Source excerpt -
## Start
Technical domain
The device offers a means for automatic calibration of an optical sight for firearms, by firing one round only.
Technical standpoint
To zero-in, or calibrate, a firearm equipped with an optical sight, typically a riflescope, is usually a tedious and to some extent error prone procedure. Several rounds are usually needed for a successful calibration. Hunters then usually fire a couple of high priced soft point rounds to confirm the calibration.
The device described in this application offers shooters the possibility of getting the optical sight (riflescope) automatically calibrated, by firing one round only, at a defined target.
Description of the invention
To achieve an automatic calibration of an optical sight for firearms, a traditional optical sight needs the following additional items, se Figure 1. A beam-splitter (1) lets the shooter and the image processing system view the same scene. The image is fed into a camera (2) (e.g. a CCD camera) for registration. A micro-processor with sufficient memory and software (3) analyzes the image and determines the error (i.e. calculates the need for calibration). Servo motors (4) with gears (5) can be used to operate the adjustment screws and the traditional mechanical cross-hair element (9). A switch is used to initiate the automatic calibration sequence (6). Lamps (8) (e.g. diodes) indicate the calibration result. The device is powered by a built-in or external electrical power source (7).
By cross-hairs is meant all existing variants of optical sights.
The calibration sequence is described by the following instruction to the shooter:
- Arrange a target (typically: a white square surface against a dark background) and assume firing position at the range for which the firearm is to be calibrated.
- Initiate the calibrating function by pressing the switch.
- Aim & fire a round at the target.
- After firing the round, aim again at the target and identify the bullet hole visually.
- Hold the cross-hairs steady at the target, when the green lamp lights up - the calibration is successful. If the red lamp lights up, repeat the sequence.
- The calibrating function is shut off by pressing the switch again.
Function: When the calibration procedure is initiated by the switch, the microprocessor and camera start up. The camera immediately starts taking frames (with a typical interval between frames of 40 ms) and stores them in a FIFO queue (First hi , First Out).
The microprocessor detects that a round has been fired when the target suddenly disappears from the view (it happens very fast; i.e. from one frame to the other). Alternatively an embedded sensor can be used to register this event.
The last exposure before the shot is stored for later analysis; the edges of the white target area are identified by contrast with the darker background.
After firing the round, the shooter resumes the aiming position while the camera continues to take frames and to store them in the FIFO queue. The best frame after firing is identified and is then compared with the best frame before firing. The bullet hole position on the target is identified by variation in contrast (black dot on the white surface).
## End
Record set -
## Start
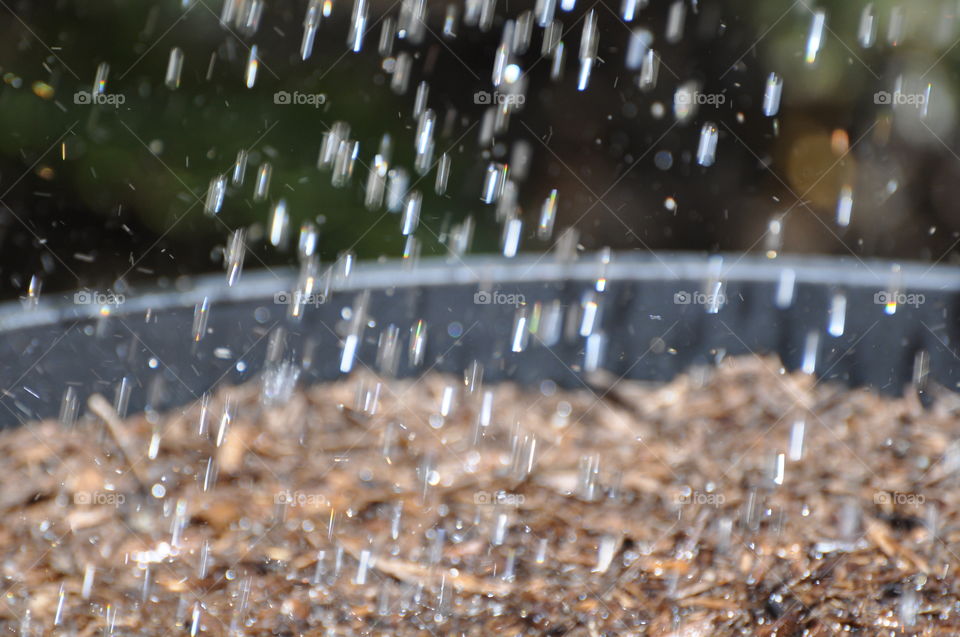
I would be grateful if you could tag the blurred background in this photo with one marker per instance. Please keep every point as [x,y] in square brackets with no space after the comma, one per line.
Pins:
[860,157]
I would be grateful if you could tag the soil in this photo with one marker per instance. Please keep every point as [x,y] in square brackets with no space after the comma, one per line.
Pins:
[380,507]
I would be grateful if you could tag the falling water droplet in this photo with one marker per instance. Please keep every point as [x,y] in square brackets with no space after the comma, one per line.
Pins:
[174,68]
[253,63]
[772,92]
[815,38]
[707,148]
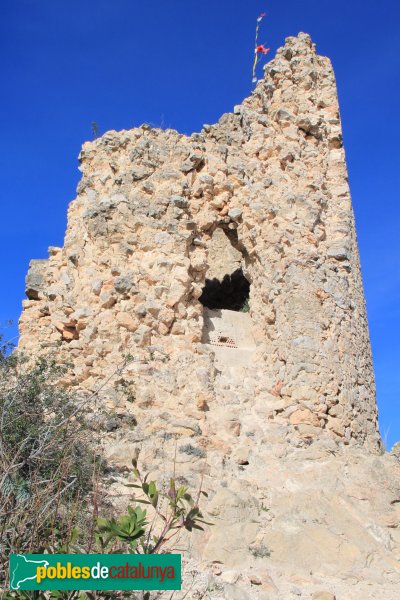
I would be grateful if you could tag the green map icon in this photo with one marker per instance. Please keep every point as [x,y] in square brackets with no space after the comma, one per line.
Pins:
[23,569]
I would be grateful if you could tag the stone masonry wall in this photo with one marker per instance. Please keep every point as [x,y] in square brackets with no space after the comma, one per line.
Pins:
[273,176]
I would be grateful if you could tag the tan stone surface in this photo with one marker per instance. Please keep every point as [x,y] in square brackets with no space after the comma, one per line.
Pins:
[287,444]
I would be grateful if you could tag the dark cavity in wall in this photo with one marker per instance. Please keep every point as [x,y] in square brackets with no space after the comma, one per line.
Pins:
[232,293]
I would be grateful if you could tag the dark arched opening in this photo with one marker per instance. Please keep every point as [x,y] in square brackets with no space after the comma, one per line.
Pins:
[232,293]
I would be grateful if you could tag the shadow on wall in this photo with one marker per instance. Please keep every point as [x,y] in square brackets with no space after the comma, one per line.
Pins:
[232,293]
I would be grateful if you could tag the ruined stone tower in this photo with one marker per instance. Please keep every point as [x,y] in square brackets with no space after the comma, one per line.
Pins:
[208,298]
[232,252]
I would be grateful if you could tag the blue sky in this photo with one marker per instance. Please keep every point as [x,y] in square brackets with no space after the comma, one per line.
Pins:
[181,64]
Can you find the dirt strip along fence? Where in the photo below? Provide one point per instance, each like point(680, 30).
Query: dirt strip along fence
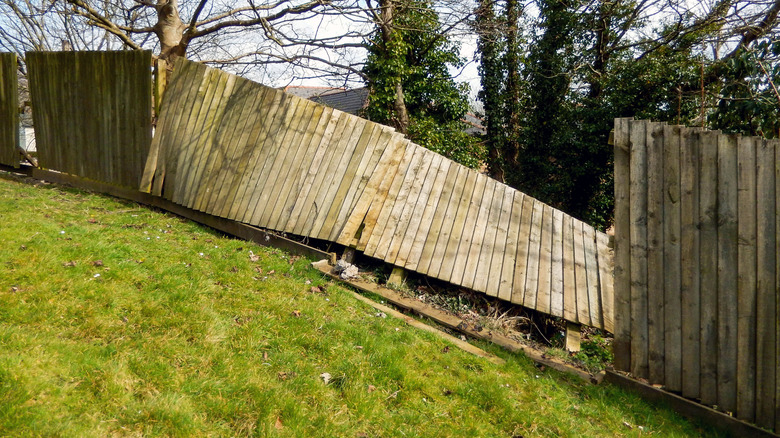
## End
Problems -
1. According to the riflescope calibration description, how does the microprocessor detect that a round has been fired?
2. Carry on the description of the automatic riflescope calibration device, starting right after its final sentence.

The responses -
1. It detects the shot when the target suddenly disappears from view between one frame and the next.

2.
While the shooter holds the cross-hairs on the target, the microprocessor calculates the needed adjustment. This means both horizontal and vertical adjustments in "clicks", to align the bullet hole with the cross-hairs . Since the cross-hairs position is determined relative to the target in the entire field of view- both before and after firing the round - the needed adjustment can be calculated independent of range and riflescope magnification. (However, the target must not be moved and that the shooter must not change position during the calibration procedure).
The servo motors are then activated so that the adjustment screws are turned the needed number of "clicks" in both horizontal and vertical directions. A green lamp lights up as an indication of a successful calibration. If the identification of the bullet hole fails, a red lamp lights up, and the procedure needs to be repeated (a possible cause for failure might be that the bullet has missed the target).
When the shooter finally presses the switch again, the calibration system is shut down (power off).
Alternative arrangements: The implementation of the device can be adjusted to the desired level of technology and automization as follows:
1. Traditional optical sight using a semi transparent mirror with no moving parts (1). This can be implemented using an electrically controlled electro-chromic film (EC film) placed in the line of sight. When powered, the EC film works as an semi-transparent mirror.
2. Traditional optical sight, splitting the beam using a moving semi-transparent mirror (1).
This can be implemented by a mechanically operated semi-transparent mirror. The mirror is moved between bi-stable positions by a lever on the outside of the sight, locked by form and/or friction.
3. Fully digital optical sight with traditional fixed or zoom lens for riflescopes, and a display in the viewfinder. Mechanical cross-hairs are not needed.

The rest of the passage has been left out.